-- START --
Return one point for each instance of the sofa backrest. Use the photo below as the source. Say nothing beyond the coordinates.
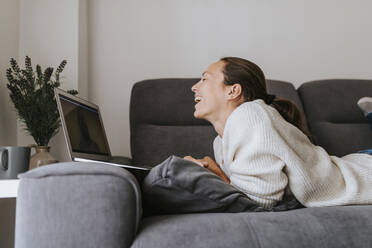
(334, 119)
(162, 121)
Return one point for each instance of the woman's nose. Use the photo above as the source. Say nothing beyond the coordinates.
(193, 88)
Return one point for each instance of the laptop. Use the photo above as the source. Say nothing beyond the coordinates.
(84, 131)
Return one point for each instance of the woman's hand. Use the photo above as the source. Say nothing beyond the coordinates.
(210, 164)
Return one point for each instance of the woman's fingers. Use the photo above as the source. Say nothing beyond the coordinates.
(197, 161)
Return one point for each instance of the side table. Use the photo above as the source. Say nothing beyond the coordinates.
(8, 194)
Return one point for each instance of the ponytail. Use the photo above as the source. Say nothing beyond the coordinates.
(253, 82)
(289, 111)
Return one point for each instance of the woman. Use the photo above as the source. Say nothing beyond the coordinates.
(260, 148)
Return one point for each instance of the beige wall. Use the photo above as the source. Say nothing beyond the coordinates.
(9, 38)
(50, 31)
(297, 41)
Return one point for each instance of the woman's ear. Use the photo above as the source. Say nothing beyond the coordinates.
(235, 92)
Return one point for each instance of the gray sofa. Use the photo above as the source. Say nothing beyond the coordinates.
(90, 205)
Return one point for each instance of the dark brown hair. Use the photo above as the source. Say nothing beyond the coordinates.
(253, 83)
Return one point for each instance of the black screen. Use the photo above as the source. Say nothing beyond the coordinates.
(84, 128)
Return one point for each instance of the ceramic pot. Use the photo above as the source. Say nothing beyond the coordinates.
(41, 156)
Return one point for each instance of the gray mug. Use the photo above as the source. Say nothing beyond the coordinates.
(13, 160)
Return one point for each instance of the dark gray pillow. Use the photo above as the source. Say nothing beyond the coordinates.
(181, 186)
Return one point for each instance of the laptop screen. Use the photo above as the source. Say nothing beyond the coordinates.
(84, 127)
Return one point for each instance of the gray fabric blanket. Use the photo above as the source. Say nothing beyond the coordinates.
(180, 186)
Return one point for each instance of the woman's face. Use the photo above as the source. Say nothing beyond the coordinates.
(210, 93)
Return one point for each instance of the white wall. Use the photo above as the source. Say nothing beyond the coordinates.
(292, 40)
(9, 37)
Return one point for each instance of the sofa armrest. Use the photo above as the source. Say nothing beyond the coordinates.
(77, 205)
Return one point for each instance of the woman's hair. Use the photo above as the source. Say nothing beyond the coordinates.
(253, 83)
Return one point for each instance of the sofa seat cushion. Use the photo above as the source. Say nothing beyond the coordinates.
(77, 204)
(342, 226)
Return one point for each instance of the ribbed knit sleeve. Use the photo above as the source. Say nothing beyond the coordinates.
(250, 167)
(262, 153)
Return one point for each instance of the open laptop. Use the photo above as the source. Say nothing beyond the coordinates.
(84, 132)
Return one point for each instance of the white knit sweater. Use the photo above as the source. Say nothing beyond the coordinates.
(262, 153)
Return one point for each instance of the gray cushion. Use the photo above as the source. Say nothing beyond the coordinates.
(335, 120)
(327, 227)
(181, 186)
(77, 205)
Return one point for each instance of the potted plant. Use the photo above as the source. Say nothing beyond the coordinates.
(32, 93)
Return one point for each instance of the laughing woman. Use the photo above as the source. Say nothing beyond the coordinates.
(262, 148)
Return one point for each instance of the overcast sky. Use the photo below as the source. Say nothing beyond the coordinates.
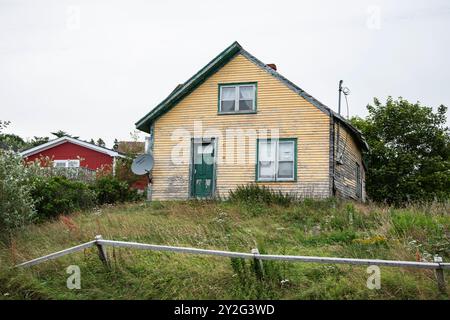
(93, 68)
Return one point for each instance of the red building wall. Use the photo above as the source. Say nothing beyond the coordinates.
(90, 158)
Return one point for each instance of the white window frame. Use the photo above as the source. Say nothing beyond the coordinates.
(276, 178)
(66, 163)
(236, 97)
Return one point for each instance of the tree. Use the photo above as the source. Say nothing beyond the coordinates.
(17, 204)
(409, 157)
(3, 124)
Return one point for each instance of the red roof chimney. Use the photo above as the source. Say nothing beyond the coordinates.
(273, 66)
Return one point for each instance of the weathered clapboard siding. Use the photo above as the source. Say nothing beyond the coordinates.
(345, 174)
(278, 107)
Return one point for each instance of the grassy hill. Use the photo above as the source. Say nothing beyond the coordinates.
(321, 228)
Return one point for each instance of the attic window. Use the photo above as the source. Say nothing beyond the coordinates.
(237, 98)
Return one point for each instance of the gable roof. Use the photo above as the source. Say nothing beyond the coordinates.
(213, 66)
(56, 142)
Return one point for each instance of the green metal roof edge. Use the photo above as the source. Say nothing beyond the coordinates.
(179, 93)
(213, 66)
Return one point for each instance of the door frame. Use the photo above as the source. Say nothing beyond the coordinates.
(191, 165)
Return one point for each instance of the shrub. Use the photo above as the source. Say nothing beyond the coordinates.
(110, 190)
(58, 195)
(16, 202)
(253, 193)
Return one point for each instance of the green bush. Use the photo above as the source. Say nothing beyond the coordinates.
(253, 193)
(109, 189)
(58, 195)
(16, 202)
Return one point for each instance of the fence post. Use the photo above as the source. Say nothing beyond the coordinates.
(101, 251)
(259, 267)
(440, 275)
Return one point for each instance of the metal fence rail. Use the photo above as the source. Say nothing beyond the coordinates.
(438, 266)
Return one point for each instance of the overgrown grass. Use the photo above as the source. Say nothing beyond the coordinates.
(320, 228)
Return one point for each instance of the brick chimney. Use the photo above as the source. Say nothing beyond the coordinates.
(273, 66)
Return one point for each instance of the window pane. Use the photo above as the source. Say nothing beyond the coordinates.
(228, 93)
(227, 106)
(267, 170)
(286, 151)
(285, 170)
(246, 93)
(266, 150)
(60, 164)
(246, 97)
(245, 104)
(73, 163)
(267, 158)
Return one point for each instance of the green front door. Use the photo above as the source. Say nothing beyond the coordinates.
(203, 169)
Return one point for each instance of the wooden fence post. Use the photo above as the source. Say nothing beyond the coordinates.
(440, 275)
(101, 251)
(259, 267)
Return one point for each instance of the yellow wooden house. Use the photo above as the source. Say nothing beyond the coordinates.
(238, 121)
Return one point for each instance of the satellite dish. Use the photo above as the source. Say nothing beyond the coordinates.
(142, 164)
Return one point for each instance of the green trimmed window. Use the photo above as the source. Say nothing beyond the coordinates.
(237, 98)
(276, 159)
(358, 180)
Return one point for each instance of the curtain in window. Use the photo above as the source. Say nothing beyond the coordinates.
(267, 157)
(228, 99)
(246, 96)
(286, 160)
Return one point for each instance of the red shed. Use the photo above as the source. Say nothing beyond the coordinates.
(71, 152)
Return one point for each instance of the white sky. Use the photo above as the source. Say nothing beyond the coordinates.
(94, 67)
-- END --
§ What the exercise asks
Set down, unchanged, the line that contains "Return one point for each instance of the fence" together with every later line in the records, through the last one.

§ Output for this exercise
Return one point for each instance of the fence post. Use the photo above as the source. Say nothing beyond the coordinates.
(101, 251)
(259, 267)
(440, 275)
Return one point for each instance of the metal fence rail. Use the photo above as the source. Say nothing beyond the coordinates.
(438, 266)
Return one point for each instance of the overgrown grass. Use the photo above as the source. Say nothing beyond the coordinates.
(320, 228)
Return one point for each instance of the brick chimney. Use the photo above as the source. Say nothing beyond the coordinates.
(273, 66)
Return one point for each instance of the window pane. Use the photo above as the source. Say nothing beyond the coordinates.
(228, 93)
(227, 106)
(267, 170)
(286, 151)
(285, 170)
(246, 93)
(266, 150)
(60, 164)
(246, 97)
(245, 104)
(73, 163)
(267, 158)
Return one point for each instance of the green front door. Use the photo above as the source. Say nothing beyond the coordinates.
(203, 169)
Return one point for each instance of the wooden fence post. Use the photo above as the source. Say nothing beyond the coordinates.
(440, 275)
(101, 251)
(259, 267)
Return one point for each instance of the yellow wooden house. Use the photo above as the source. Say nothing beyond the coordinates.
(238, 121)
Return one point for each instance of the satellite dish. Use the photo above as the source. Say nothing beyond the coordinates.
(142, 164)
Return one point for each instance of the green trimmed window. Use the photo above as the source. Say nothing beyond the coordinates.
(237, 98)
(276, 159)
(358, 180)
Return one point for each instance of the curtain in window. Use the photo above as the source. Say nothing beyond the coordinates.
(267, 157)
(228, 99)
(246, 96)
(286, 160)
Return one point for each instance of the red shed. Use the photo above as the source. Say nothing beyond the coordinates.
(71, 152)
Return one point for each instance of the white sky. Use the photo above as the source. Say nothing beyond the coordinates.
(94, 67)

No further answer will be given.